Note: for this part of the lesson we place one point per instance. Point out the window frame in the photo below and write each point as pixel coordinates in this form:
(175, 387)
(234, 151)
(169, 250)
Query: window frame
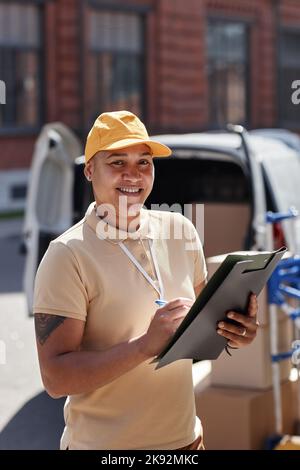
(282, 122)
(247, 23)
(34, 129)
(118, 7)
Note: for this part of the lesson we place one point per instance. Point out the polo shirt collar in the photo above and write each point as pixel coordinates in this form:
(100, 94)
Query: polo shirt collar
(103, 228)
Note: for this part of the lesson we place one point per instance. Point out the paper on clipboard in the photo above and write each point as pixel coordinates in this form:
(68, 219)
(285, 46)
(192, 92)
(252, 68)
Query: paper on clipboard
(228, 289)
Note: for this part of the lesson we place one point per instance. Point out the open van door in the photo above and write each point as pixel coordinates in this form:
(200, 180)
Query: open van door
(49, 207)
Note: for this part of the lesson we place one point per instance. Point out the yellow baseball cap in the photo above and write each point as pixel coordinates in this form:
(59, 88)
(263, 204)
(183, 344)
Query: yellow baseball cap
(120, 129)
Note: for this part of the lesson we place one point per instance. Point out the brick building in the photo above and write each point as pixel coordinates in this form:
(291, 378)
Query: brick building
(183, 65)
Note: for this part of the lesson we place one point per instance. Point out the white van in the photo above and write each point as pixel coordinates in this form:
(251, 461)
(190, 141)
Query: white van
(237, 176)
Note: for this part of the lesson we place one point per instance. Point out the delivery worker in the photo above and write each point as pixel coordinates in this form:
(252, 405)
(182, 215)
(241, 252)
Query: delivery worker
(98, 327)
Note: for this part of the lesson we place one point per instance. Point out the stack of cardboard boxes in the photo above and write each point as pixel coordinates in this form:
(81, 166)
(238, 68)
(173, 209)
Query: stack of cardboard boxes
(237, 409)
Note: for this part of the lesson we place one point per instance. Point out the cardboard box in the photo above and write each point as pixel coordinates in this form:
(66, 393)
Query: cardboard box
(251, 366)
(243, 419)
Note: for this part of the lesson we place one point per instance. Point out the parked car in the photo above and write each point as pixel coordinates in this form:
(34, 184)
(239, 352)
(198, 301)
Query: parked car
(236, 175)
(291, 139)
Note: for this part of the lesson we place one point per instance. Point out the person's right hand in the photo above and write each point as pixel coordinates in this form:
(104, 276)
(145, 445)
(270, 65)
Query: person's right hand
(163, 325)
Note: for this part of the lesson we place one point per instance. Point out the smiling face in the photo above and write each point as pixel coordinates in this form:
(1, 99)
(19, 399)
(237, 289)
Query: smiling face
(122, 177)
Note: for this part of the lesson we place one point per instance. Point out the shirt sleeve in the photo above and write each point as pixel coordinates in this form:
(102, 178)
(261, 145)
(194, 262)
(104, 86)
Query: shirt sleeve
(59, 289)
(194, 246)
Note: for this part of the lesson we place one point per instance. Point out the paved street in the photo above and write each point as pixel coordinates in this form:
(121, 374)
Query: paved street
(29, 419)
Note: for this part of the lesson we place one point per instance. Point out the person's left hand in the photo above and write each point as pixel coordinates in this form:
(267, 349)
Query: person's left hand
(244, 333)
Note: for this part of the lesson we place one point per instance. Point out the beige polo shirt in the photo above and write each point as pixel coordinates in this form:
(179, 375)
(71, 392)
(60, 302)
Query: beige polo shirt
(86, 277)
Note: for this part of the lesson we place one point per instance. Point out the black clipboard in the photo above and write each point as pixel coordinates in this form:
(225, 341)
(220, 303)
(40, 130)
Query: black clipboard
(228, 289)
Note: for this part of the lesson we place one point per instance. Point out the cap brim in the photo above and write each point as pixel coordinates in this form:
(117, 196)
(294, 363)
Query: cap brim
(158, 149)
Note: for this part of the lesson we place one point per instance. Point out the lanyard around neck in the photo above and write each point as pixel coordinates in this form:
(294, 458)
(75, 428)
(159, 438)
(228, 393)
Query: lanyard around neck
(128, 253)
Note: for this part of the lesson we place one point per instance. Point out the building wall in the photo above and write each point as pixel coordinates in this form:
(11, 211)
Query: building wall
(176, 86)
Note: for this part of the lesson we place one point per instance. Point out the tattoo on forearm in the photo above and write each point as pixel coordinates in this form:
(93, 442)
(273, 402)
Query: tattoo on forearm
(45, 325)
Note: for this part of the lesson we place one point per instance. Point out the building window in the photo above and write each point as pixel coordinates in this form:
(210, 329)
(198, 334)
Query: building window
(115, 70)
(20, 64)
(289, 66)
(227, 44)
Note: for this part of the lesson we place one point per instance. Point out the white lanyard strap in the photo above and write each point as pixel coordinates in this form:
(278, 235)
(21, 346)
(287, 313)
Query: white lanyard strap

Exercise objective – The answer must consist of every line from the records above that holds "strap".

Response area –
Note: for this part of the lesson we place one point per instance. Point out the white lanyard strap in the photo above and write each point as pixel coordinates in this form:
Query: white lanyard strap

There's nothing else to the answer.